* begin Selected passage *
# Moving from BC and looking for secret gems across Canada



## Zorno (15 Jun 2008)

Hi there

I'm posted from Victoria to Quebec this year, and my wife and I are trying to plan the trip.   

Just wondering if there is anyone out there that has some great hints or awesome little spots that you have discovered across the prairies that would help make the trip as fun and interesting as it can be.   If you could point me to a similar thread or a good online resource for trip planning of this nature then that would be awesome, but any good stories (or lessons hard-learned) would be appreciated.

One thing that we are looking for are spots that are cat-friendly as we have (perhaps unwisely) decided to bring the psycho...er...cute little fur ball with us


----------



## PMedMoe (15 Jun 2008)

If you get a chance to stop in Lethbridge, Alberta, go to the Nikka Yuko Japanese Garden.  I remember it (as a very young child) as the Peace Gardens.  Absolutely gorgeous.  You'll have to Google a hotel for the cat.  

Also, if you were to swing through the USA, Mount Rushmore and the Black Hills are something to see.  (I know it's not Canada!!)


----------



## foresterab (15 Jun 2008)

In southern Alberta....Royal Tyrell Museam for the dinosaurs.  Don't care what age you are they're pretty neat.

Thunder Bay, Ontario.  Go check out the Hoito resturant for authentic Finnish cusine..Finnish pancakes are great!.  Also the Terry Fox statue outside of town, Sleeping Giant Provincial Park and you might be able to get some fishing in while travelling N. Ontario.


----------



## ex-Sup (15 Jun 2008)

foresterab said:
			
		

> Thunder Bay, Ontario.  Go check out the Hoito resturant for authentic Finnish cusine..Finnish pancakes are great!.  Also the Terry Fox statue outside of town, Sleeping Giant Provincial Park and you might be able to get some fishing in while travelling N. Ontario.
* end Selected passage *
* begin Given information *
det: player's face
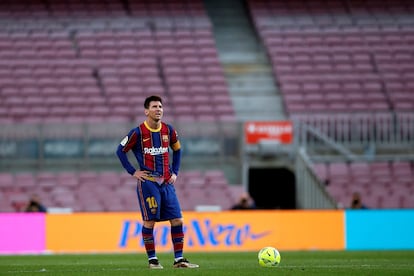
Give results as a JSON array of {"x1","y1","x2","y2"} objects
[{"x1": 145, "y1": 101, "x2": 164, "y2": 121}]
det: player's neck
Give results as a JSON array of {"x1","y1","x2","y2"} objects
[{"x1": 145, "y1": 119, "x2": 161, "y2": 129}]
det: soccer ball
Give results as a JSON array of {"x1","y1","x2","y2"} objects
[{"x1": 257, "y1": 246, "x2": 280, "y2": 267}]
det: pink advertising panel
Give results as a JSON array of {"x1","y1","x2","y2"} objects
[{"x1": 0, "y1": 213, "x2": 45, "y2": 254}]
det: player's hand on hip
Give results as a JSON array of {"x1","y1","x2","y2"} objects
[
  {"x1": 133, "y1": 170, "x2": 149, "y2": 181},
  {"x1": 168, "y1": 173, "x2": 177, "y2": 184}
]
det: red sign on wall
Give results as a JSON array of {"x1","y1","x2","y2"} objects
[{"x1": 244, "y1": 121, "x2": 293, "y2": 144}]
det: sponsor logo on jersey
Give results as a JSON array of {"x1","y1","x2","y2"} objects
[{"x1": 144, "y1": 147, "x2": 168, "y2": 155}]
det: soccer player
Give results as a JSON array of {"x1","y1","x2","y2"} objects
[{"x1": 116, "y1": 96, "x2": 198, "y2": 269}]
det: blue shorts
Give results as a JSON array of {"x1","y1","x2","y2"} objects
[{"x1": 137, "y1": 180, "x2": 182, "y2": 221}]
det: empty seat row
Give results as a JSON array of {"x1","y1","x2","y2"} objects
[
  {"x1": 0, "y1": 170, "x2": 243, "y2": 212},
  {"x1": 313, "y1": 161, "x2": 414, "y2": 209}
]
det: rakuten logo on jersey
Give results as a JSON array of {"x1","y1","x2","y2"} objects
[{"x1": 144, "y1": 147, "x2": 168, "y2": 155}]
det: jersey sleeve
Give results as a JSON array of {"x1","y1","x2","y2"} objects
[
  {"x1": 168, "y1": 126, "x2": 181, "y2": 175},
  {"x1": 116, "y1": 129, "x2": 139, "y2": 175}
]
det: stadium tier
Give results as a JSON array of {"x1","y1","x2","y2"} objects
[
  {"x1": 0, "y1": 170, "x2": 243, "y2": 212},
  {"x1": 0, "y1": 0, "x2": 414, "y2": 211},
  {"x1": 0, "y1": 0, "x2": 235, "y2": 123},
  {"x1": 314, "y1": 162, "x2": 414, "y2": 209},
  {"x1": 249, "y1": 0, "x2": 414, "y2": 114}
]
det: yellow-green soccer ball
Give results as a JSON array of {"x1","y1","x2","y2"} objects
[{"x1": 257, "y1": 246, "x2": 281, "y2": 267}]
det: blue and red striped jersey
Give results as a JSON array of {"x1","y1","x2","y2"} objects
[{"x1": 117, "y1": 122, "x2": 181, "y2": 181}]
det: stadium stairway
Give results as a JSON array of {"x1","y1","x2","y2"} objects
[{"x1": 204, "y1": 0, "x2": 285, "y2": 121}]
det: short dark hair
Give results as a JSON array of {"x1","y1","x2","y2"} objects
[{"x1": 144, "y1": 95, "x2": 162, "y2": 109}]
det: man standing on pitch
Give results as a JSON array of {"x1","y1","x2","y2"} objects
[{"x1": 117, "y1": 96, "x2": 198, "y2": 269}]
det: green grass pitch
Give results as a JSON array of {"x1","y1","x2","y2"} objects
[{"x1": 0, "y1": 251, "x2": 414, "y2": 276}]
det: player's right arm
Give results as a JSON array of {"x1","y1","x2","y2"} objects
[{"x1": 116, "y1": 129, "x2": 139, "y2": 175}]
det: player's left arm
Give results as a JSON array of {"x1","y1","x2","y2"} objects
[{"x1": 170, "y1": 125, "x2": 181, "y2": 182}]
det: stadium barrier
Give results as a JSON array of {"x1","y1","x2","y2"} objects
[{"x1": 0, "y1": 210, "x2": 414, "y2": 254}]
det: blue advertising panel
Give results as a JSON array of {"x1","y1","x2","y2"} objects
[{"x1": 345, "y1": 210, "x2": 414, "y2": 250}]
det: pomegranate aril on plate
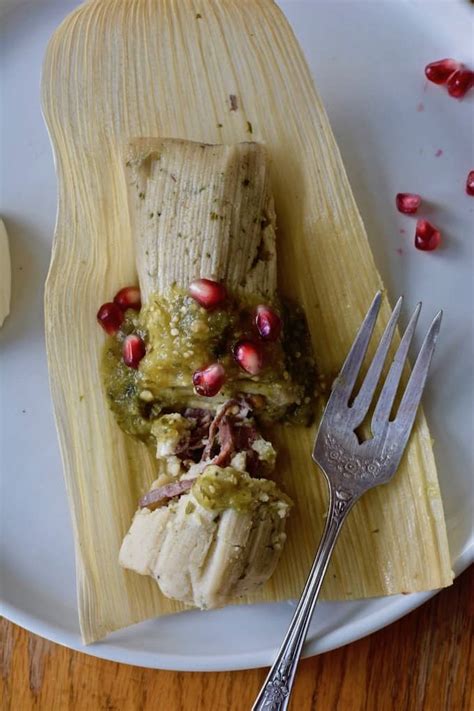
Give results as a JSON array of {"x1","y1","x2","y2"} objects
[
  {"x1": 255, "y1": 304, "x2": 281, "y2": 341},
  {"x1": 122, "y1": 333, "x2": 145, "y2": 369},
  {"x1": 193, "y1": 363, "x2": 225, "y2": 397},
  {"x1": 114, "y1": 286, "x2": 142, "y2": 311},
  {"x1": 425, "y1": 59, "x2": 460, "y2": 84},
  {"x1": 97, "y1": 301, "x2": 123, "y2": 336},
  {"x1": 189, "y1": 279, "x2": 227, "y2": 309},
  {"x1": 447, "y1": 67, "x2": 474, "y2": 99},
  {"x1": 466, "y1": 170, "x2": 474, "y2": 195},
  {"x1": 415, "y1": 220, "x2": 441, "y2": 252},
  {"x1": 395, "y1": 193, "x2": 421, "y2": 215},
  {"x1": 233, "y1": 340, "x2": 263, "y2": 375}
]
* end Given information *
**Problems to work on**
1/ In the forum thread about moving from BC, rewrite the paragraph that begins "If you get a chance to stop in Lethbridge" as a short bulleted list that keeps its main facts.
2/ Print everything in the forum thread about moving from BC from "Also, if you" down to "foresterab (15 Jun 2008)".

**Per-task outputs**
1/
- Stop at the Nikka Yuko Japanese Garden in Lethbridge, Alberta, if possible.
- The poster remembers it from early childhood as the Peace Gardens.
- It is absolutely gorgeous.
- A hotel that takes the cat will have to be found with a Google search.

2/
Also, if you were to swing through the USA, Mount Rushmore and the Black Hills are something to see.  (I know it's not Canada!!)


----------



## foresterab (15 Jun 2008)